TO BE DONE
Reproduce all of the material below line for line and word for word, omitting the pictures.

__________________________________________________

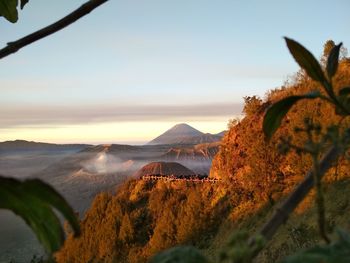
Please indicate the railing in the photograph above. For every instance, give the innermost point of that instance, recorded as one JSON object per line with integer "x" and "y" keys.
{"x": 195, "y": 179}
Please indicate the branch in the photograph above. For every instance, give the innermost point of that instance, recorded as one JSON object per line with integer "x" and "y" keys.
{"x": 83, "y": 10}
{"x": 282, "y": 213}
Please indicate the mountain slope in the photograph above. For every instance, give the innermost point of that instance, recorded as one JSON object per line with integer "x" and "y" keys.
{"x": 184, "y": 134}
{"x": 164, "y": 169}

__________________________________________________

CORRECT RESULT
Please indicate the railing in the photograph above. For every instance, give the innermost point of that instance, recorded as one JSON object per line with integer "x" and "y" keys.
{"x": 195, "y": 179}
Please indicate the branch in the photograph above. For every instance, give the innermost point of that instance, recorded as one JSON object per line with integer "x" and "y" keys.
{"x": 83, "y": 10}
{"x": 282, "y": 213}
Please indicate the mountain slope in the photograph above. For every instance, give the innermost point of that instance, recorded as one JSON object per line with integer "x" and "y" keys.
{"x": 184, "y": 134}
{"x": 164, "y": 169}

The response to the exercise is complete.